• TASK PROMPT: Write out every line below, from the line containing "Target: soccer player in white kit" through the last line, both included. Adjust each coordinate in the answers by adding -56.

• PROVIDED RECORDS:
********
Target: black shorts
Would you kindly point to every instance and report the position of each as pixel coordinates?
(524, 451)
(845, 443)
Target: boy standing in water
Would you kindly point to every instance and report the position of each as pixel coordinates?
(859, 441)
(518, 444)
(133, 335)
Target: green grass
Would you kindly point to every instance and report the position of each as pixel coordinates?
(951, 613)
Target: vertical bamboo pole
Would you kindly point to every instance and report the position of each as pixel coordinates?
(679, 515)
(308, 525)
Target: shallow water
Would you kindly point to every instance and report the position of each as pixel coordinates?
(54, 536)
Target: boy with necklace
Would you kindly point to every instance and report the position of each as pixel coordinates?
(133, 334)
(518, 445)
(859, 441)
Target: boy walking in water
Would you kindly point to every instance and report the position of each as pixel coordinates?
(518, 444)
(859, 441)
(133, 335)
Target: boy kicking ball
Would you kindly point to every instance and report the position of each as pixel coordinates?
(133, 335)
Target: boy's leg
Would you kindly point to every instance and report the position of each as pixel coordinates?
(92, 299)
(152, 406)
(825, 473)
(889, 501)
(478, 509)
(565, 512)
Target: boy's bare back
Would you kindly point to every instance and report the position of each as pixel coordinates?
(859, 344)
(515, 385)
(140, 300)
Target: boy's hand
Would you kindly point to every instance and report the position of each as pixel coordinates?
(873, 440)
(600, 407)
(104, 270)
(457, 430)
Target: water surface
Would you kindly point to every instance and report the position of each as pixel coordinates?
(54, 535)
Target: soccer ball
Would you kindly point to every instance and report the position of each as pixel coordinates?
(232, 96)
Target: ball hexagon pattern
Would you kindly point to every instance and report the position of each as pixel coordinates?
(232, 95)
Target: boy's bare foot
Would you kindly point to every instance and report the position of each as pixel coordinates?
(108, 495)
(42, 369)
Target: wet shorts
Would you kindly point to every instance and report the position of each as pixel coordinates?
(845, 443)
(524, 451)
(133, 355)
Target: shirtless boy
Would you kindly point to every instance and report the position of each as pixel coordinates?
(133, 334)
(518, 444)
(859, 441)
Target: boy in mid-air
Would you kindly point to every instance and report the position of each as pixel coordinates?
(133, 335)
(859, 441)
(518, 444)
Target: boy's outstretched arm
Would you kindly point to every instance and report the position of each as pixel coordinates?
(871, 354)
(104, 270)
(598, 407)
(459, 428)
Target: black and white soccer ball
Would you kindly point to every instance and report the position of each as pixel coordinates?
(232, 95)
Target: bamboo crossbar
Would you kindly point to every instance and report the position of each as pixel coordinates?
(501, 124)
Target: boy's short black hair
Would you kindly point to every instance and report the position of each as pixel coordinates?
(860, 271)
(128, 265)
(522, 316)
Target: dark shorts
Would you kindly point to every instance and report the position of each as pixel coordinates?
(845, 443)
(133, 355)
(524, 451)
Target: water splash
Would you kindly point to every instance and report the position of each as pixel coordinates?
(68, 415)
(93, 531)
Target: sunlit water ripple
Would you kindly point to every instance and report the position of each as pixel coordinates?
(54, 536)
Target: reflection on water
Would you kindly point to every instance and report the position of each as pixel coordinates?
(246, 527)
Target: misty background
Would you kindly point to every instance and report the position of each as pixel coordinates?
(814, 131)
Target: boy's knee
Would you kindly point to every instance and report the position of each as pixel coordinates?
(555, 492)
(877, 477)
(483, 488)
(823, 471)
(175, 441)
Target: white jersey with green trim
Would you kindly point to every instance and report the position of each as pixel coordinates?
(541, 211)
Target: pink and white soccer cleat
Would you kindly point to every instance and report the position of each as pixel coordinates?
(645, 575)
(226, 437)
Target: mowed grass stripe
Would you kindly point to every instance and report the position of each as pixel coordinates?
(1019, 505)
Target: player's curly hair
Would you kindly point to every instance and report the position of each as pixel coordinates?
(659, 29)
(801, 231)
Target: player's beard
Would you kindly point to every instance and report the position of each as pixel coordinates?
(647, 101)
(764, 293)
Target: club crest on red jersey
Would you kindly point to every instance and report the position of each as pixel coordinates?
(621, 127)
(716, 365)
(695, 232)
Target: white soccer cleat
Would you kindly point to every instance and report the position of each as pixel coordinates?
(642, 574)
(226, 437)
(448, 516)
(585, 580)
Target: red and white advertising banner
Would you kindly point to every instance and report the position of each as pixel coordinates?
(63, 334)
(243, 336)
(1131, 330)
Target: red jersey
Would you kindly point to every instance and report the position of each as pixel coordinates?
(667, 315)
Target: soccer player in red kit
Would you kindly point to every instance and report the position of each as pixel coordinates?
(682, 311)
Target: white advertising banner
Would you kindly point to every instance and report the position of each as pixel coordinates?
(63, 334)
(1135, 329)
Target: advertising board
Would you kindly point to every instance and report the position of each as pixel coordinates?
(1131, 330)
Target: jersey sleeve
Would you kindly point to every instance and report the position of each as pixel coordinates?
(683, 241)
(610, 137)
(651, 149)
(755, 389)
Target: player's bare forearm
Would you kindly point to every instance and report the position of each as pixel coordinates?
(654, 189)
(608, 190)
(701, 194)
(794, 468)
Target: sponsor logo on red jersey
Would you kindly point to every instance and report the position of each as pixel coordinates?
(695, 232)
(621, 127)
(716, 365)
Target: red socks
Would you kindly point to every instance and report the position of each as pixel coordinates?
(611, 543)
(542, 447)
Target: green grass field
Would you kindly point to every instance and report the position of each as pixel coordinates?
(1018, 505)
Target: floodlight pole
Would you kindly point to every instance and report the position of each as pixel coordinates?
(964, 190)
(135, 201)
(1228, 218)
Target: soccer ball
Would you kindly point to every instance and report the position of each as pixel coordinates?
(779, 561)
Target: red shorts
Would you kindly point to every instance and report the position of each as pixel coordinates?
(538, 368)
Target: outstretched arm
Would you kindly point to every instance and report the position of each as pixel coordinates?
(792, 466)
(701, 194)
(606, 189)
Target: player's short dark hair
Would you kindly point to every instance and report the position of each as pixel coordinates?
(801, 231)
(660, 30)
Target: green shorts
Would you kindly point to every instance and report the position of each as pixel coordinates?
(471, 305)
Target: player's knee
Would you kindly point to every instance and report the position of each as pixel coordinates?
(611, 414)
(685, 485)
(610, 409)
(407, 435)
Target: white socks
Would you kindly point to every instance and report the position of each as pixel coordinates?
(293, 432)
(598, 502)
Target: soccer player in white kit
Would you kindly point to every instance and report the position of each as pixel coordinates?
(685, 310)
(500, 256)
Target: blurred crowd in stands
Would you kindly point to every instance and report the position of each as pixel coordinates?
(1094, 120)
********
• SOLUTION TO THIS TASK:
Target: soccer player in white kit
Would you kindly point to every instance and report the position of each as pixel coordinates?
(629, 254)
(444, 200)
Target: blurred crowd in stands
Would you kindly point to every instance and report the position of each as pixel coordinates?
(1038, 64)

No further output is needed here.